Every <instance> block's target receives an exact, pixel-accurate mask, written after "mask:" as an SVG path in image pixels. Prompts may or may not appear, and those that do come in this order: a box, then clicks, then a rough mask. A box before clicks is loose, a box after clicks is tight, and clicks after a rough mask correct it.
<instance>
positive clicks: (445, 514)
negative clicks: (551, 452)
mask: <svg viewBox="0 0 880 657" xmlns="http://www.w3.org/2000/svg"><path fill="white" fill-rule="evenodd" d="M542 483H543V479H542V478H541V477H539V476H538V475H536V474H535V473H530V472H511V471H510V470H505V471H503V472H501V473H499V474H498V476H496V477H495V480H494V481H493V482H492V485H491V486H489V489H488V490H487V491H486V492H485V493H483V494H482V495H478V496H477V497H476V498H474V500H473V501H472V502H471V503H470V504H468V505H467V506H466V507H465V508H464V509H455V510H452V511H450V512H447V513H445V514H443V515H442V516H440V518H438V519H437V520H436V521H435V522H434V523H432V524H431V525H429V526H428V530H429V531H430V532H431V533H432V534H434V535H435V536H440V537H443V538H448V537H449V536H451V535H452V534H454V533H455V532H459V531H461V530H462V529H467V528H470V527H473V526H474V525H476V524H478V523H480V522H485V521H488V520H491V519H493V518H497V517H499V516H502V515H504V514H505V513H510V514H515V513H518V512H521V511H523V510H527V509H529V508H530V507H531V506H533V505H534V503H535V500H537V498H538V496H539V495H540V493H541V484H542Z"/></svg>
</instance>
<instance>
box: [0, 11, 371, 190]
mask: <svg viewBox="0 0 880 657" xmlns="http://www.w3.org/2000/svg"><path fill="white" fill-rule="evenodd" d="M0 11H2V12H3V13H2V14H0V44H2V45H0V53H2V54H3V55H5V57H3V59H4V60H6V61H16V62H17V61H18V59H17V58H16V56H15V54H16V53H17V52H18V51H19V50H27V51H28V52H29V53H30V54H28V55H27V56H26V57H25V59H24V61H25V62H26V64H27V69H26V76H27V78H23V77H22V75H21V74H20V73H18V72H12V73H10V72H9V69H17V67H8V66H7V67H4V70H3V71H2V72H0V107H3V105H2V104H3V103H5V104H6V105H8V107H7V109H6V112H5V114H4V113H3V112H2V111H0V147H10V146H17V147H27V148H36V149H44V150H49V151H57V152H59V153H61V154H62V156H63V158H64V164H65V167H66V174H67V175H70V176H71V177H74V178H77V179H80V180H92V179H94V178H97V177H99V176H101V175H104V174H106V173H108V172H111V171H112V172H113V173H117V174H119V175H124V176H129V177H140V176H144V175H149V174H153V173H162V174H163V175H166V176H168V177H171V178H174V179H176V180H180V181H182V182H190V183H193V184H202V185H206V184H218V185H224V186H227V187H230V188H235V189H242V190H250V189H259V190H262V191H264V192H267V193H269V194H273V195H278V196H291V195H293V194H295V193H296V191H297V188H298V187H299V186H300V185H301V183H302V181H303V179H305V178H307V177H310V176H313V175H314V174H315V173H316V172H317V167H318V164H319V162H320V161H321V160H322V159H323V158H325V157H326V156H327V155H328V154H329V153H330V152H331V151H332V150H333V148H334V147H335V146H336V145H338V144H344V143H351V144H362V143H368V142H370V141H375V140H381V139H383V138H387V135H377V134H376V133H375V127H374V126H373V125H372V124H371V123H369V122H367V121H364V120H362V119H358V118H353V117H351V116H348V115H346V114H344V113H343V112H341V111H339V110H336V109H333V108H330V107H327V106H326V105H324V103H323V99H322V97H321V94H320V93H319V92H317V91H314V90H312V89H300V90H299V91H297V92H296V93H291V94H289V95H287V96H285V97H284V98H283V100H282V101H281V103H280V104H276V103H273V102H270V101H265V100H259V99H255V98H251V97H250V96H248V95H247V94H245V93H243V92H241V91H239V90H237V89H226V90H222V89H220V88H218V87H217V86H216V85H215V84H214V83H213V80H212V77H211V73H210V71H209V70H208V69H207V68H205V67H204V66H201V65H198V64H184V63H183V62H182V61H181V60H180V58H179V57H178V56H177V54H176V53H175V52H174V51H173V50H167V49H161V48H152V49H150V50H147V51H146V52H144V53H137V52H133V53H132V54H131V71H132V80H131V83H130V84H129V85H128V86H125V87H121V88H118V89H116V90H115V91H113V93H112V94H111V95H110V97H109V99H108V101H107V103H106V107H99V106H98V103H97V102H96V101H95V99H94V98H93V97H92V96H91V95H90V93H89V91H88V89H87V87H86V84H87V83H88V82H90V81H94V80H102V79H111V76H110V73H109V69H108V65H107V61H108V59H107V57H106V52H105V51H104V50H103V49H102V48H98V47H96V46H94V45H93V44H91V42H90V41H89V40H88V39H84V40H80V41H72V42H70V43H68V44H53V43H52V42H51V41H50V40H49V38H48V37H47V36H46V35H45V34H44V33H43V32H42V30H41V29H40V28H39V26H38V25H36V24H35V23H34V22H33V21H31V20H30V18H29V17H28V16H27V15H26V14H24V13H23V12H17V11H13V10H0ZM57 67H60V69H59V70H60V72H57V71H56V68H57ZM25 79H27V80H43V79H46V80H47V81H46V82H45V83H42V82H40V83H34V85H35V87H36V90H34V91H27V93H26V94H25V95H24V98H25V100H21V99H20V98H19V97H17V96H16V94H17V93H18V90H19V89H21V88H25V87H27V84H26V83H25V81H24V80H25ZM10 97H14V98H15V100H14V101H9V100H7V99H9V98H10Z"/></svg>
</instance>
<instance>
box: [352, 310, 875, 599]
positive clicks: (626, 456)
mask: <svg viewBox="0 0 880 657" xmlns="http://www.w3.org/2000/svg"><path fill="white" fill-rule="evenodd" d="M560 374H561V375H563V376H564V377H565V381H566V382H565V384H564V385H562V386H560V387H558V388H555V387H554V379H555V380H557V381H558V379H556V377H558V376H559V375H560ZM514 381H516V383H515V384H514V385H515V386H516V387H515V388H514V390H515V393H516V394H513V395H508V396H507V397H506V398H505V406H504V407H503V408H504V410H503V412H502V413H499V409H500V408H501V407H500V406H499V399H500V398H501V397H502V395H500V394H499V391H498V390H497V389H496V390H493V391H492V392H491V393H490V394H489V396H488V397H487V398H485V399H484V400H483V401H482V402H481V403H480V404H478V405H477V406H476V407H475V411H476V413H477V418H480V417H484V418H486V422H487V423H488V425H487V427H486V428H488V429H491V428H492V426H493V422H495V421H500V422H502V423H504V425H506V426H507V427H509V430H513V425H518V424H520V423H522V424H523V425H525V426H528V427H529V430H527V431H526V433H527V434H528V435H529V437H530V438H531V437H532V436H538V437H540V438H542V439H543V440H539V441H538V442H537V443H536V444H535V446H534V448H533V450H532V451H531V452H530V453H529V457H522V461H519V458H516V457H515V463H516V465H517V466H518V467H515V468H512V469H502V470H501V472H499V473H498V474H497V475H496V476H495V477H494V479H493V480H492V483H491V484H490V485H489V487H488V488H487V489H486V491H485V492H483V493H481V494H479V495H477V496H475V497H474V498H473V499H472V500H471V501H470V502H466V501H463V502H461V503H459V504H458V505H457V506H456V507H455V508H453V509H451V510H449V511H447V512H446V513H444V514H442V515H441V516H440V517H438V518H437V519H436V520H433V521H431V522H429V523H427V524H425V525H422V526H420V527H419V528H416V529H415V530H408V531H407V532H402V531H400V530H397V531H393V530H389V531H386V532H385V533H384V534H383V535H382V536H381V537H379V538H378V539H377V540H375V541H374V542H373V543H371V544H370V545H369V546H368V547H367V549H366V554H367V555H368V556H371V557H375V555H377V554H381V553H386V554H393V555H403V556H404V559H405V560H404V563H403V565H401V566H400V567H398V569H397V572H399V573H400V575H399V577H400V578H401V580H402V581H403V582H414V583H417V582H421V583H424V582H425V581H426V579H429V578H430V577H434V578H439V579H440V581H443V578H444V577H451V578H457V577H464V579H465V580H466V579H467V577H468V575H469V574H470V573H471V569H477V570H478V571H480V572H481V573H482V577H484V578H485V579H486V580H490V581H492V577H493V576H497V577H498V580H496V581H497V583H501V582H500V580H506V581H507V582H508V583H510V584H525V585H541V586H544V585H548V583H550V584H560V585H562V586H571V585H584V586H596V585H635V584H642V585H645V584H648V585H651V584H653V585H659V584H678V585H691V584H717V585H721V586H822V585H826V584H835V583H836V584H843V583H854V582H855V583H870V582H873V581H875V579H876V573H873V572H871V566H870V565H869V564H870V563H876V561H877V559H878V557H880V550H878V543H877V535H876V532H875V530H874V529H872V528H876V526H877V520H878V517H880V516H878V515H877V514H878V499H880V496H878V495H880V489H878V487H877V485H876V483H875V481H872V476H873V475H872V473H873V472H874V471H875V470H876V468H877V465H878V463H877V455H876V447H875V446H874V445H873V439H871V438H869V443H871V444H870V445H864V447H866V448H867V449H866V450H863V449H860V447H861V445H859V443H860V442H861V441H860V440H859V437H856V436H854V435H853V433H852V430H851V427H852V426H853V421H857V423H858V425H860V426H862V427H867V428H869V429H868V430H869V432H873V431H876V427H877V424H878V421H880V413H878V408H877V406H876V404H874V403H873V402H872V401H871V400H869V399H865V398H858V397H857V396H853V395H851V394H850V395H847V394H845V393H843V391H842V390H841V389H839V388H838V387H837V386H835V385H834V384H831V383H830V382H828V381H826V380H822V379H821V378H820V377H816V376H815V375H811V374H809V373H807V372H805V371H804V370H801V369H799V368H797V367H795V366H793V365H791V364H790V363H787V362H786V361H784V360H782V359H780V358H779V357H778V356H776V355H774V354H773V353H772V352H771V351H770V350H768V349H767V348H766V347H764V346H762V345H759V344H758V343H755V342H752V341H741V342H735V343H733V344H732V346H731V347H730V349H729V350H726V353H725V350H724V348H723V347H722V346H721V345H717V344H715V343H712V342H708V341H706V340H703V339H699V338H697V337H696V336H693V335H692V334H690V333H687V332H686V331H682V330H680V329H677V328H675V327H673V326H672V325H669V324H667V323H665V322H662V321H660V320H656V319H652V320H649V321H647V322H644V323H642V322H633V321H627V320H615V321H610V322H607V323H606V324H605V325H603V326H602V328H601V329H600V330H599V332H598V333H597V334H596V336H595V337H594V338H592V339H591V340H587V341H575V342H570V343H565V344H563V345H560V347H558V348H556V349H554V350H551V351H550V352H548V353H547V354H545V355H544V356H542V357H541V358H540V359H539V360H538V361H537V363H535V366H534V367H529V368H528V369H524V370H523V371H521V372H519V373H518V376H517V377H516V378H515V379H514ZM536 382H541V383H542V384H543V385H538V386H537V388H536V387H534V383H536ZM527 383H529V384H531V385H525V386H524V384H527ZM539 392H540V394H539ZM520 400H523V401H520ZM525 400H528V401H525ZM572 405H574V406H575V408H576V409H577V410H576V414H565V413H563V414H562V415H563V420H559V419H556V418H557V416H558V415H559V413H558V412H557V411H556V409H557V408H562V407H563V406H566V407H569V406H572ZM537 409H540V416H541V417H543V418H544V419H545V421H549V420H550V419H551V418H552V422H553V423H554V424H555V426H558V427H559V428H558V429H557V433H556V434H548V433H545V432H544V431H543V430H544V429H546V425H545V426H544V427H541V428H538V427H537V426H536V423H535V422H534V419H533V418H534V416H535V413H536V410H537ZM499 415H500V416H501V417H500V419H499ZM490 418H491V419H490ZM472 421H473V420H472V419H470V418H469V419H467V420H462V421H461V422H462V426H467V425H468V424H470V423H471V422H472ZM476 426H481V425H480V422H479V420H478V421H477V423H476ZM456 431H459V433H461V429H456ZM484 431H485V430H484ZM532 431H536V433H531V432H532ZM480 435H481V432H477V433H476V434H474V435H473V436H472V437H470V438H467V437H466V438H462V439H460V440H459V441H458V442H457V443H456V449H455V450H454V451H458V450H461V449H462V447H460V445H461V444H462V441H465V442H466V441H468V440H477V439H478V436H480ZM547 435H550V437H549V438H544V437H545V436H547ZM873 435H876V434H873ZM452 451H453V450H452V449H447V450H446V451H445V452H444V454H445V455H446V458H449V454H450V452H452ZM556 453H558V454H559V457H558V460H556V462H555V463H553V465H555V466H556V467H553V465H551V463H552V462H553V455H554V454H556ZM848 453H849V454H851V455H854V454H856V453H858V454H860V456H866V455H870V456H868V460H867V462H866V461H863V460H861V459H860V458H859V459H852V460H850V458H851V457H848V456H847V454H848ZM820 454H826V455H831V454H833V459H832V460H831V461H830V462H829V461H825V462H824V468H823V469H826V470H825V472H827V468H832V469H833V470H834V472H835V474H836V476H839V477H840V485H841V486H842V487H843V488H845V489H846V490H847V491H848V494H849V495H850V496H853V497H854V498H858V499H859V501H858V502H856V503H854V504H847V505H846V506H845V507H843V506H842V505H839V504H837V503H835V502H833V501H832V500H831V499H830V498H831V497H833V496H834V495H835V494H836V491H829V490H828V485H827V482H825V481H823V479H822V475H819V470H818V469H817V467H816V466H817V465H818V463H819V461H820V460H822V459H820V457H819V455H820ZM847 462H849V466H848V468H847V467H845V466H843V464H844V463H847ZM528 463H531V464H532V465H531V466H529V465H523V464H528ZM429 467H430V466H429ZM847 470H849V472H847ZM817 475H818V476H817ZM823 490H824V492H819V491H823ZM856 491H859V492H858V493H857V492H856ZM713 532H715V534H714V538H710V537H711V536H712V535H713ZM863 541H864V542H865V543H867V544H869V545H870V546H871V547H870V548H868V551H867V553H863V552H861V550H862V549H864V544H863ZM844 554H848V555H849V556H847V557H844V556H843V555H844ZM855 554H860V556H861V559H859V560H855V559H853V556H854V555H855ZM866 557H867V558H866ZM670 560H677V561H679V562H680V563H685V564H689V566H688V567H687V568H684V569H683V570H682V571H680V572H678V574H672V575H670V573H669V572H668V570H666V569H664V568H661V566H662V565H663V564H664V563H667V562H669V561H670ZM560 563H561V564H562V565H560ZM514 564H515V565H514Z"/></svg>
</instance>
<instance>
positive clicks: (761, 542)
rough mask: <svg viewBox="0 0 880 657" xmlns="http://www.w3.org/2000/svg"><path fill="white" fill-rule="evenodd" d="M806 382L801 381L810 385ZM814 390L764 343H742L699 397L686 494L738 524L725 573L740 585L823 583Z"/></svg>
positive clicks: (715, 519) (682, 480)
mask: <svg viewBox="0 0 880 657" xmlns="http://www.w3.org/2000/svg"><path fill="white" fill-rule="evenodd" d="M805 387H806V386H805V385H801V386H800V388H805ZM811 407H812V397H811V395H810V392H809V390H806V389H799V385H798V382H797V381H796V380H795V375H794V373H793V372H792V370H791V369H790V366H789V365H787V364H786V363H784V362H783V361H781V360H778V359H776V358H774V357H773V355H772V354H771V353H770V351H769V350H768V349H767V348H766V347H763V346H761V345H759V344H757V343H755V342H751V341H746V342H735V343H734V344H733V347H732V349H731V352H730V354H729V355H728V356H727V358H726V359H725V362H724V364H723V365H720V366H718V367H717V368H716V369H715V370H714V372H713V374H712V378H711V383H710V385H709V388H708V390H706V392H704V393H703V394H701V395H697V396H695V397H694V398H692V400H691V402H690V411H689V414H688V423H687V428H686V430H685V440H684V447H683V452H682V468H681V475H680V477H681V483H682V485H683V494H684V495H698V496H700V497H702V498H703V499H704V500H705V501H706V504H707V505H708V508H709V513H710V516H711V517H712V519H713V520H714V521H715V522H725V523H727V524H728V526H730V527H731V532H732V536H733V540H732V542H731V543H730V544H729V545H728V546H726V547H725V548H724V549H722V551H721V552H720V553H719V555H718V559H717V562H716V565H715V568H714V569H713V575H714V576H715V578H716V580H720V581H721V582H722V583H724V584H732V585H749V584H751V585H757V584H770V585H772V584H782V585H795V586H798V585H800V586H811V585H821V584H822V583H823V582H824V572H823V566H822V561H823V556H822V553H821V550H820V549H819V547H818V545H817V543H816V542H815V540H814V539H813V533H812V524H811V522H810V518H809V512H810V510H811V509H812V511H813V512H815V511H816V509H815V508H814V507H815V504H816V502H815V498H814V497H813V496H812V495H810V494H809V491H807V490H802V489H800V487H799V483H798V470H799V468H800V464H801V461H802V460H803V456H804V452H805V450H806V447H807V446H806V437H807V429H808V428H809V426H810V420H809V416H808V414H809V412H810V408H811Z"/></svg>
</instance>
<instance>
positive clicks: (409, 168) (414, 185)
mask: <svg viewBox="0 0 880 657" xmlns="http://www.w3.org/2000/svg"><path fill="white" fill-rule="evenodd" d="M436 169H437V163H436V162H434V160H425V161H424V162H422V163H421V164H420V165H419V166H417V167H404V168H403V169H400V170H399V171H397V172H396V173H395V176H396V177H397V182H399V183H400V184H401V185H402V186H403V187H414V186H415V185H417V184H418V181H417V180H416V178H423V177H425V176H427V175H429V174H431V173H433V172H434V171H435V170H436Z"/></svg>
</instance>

· · · · · · ·

What is expected
Scan the entries above for the word "clicks" and collect each line holding it.

Task response
Every <instance> block's target receives an exact, pixel-accurate mask, written after "mask:" as an SVG path in image pixels. Prompts may or may not appear, and those that do come in this order: a box, then clicks, then a rough mask. A box before clicks is loose, a box after clicks is tight, and clicks after a rough mask correct it.
positive clicks: (445, 514)
negative clicks: (551, 452)
positive clicks: (626, 456)
positive clicks: (761, 542)
positive clicks: (715, 519) (682, 480)
positive clicks: (409, 168) (414, 185)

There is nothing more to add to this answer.